:: WHAT YOU HAVE TO DO ::
When you write out the listing, keep each word exactly as it stands but include none of its images.

─── DATA PROVIDED ───

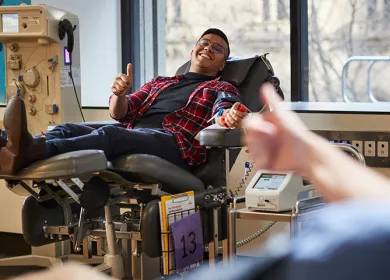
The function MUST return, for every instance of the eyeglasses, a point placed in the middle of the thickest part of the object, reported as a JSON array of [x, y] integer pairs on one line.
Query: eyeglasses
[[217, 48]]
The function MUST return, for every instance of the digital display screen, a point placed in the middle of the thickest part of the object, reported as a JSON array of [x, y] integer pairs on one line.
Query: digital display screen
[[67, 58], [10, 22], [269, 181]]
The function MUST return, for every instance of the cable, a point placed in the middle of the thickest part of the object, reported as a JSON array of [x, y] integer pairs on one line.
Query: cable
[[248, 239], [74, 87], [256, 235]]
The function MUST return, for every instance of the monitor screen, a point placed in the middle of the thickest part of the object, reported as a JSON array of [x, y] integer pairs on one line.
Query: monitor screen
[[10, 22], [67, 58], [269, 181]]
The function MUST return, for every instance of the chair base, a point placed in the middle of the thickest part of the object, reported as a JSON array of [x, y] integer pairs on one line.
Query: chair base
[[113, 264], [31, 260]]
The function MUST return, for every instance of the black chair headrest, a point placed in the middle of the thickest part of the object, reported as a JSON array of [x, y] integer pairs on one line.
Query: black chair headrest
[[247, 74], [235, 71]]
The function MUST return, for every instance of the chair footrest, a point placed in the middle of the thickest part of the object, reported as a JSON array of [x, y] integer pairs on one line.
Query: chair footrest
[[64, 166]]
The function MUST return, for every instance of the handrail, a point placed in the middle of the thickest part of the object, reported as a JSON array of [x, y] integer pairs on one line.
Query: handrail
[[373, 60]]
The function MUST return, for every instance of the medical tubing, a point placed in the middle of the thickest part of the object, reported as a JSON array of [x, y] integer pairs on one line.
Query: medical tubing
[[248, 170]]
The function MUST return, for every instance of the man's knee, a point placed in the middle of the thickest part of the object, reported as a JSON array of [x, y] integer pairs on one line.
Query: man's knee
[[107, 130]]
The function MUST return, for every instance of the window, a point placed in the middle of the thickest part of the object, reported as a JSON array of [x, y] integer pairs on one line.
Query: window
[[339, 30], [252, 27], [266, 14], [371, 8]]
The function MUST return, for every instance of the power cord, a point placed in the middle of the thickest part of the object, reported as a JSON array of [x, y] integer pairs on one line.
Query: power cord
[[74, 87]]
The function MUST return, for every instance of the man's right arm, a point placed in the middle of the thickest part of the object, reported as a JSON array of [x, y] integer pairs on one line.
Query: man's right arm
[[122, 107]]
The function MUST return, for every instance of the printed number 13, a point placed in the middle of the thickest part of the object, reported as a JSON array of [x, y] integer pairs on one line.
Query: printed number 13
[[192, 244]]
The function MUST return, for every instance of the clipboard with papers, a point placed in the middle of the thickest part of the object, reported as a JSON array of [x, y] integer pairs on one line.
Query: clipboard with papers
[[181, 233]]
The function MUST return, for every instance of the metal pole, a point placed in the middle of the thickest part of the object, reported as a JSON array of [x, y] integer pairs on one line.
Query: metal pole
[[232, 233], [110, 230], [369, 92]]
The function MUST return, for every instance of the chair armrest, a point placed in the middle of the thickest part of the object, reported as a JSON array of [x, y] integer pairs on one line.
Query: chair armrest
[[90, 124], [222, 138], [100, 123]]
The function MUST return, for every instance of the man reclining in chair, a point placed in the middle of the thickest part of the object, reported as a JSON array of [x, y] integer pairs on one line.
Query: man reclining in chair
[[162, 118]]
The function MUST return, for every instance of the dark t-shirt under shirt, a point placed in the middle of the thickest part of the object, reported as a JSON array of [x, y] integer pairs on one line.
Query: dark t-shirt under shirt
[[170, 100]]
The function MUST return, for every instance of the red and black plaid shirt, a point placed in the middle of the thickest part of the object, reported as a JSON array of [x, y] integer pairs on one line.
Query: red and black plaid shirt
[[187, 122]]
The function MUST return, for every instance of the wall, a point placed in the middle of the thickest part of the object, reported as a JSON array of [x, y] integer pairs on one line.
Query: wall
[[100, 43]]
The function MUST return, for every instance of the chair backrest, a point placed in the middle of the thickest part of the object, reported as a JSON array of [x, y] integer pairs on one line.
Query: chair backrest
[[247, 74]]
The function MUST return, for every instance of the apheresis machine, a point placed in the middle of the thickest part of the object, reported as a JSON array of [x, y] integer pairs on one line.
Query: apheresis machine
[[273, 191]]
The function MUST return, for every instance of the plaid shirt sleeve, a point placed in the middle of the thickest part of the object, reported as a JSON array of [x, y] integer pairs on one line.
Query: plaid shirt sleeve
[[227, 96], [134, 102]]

───

:: RESULT BELOW ::
The function MUST return, for every instance of the eyeglasses, a point placed in the middle of the thickest part of the object, reported as a JSON array of [x, y] integer pairs on one line.
Query: eyeglasses
[[217, 48]]
The function MUST return, for every instance of the digital display screen, a point placed in the middle of the thickest part of the object, reported as a JSON array of [x, y] integer pairs on one line.
Query: digital display screen
[[67, 58], [10, 22], [269, 181]]
The function MUST return, for every instance of the cable, a point placed in the middle of the thickest part of the object, reported as a JSON array of [x, y] integer pairs on one line.
Query: cable
[[248, 239], [74, 87], [256, 235]]
The function MUST return, for every instance of the monitor screen, a point placed in the middle of the thickest part of the object, reported as a JSON array of [x, y] integer pairs on one line.
Query: monitor screen
[[10, 22], [67, 58], [269, 181]]
The function MUST return, for every instance of the chair base, a point placed in the middle of the thickest part of the object, reported as a JSON array of [x, y] integer pairs on one line.
Query: chair base
[[113, 264], [31, 260]]
The function MUST return, for every instance of the black chair headrest, a point placed in the middle of the thickest part of the object, reported as a JSON array of [x, y] integer pairs on one line.
Query: black chair headrest
[[247, 74], [235, 71]]
The function MUST return, for every instance of the chair footrest, a point placed in the middle of the thickest part of the object, reported as a JSON array of [x, y] integer pairs on one line.
Query: chair footrest
[[64, 166]]
The function MUST return, for every instance of the handrail, a point placed in the middle of the thickest part of the object, reported as a JSON array of [x, y] integer pairs on one line.
Query: handrail
[[373, 60]]
The function MUST return, for every instance of the medical tubing, a point placed in the middle of the thickest part of the object, reported as a JSON array of [x, y] integer pairs on one line.
Query: medical tubing
[[248, 170]]
The function MUST return, for every instance of the man's knee, a point placed in the middle of the thickest part of the object, reported as a JSON array of [x, y] integer pairs on one line.
Query: man's knee
[[107, 130]]
The function MUST return, for every instance of the window, a point placed in the middle of the thickest part of the object, reported as a JSON array of [x, y] integer pairs on one line.
Query: window
[[339, 30], [252, 27], [266, 14], [371, 8]]
The function MUST return, for every instance of the power cord, a point placed in the middle of the thickest part of the object, reported as a JSON array of [x, y] integer pairs on one line.
Query: power cord
[[74, 87]]
The function MUST return, for every instance of the man's right arm, a point placed in the middle of the thickest part of the object, reported as a JSON array of [x, y] integer pairs on one line.
Query: man's right arm
[[122, 107]]
The function MUST return, for every instance of the printed number 13, a point placed in the middle of the thickest part of the object, reported as a JSON array of [x, y] integer pairs on one line.
Query: printed number 13
[[192, 244]]
The function MUST return, for every instance of the clipboard with papers, a point placed in the middle of the thickest part of the object, reported as a JSON array of [x, y] integer pairs on one line.
Query: clipboard with papers
[[181, 233]]
The function MUST return, for every instance of the metal pole, a point placed in the middle of the thickest part of the object, reported as a JSON array of [x, y] integer pairs on one line.
Query: metal pole
[[232, 233], [110, 230], [369, 92]]
The function MUST return, for every instance of the chair armrest, a point placed in the middle of the thickest part of the object, reported as a JSON array of [x, y] integer pairs on one line.
Query: chair armrest
[[90, 124], [222, 138], [100, 123]]
The function MUST return, for every instance of the man reclining in chair, a point placed in the middle of the thickest part of the object, reported as a JSON array of [x, y] integer pairs on one line.
Query: man reclining in chair
[[162, 118]]
The function MUST return, for every instance of the dark t-shirt under shirt, a point placed in the middle of the thickest part of the object, reported as a JSON array of [x, y] integer pairs on one line.
Query: dark t-shirt under shirt
[[170, 100]]
The function MUST return, for every instance of the red and black plaid shirt, a point placed in the middle of the thickest part of the object, reported as a JSON array of [x, y] integer pairs on one line.
Query: red and black plaid shirt
[[187, 122]]
The function MUST return, for every instance of the wall, a point placed in the middle of the thickest part of the object, reported as a JSON array of [x, y] integer pairs on one line.
Query: wall
[[100, 43]]
The function MUST return, for every instance of the chair backrest, a point placed in the middle of the thickest part of the object, reported as a JSON array of [x, y] integer pairs on one line.
Query: chair backrest
[[247, 74]]
The function MUST return, for every instance of the apheresis machine, a point placed in the middle of the thickest part of the object, reported as a JSON array of [x, y] integer pairs on one line.
Query: apheresis machine
[[273, 191]]
The function MUST return, for every instance of the plaid shirt sleeve, a point placed in the middle of the thickest part of the object, reported as a JSON array of [x, y] integer pairs on one line.
Query: plaid shirt sleeve
[[227, 96], [134, 102]]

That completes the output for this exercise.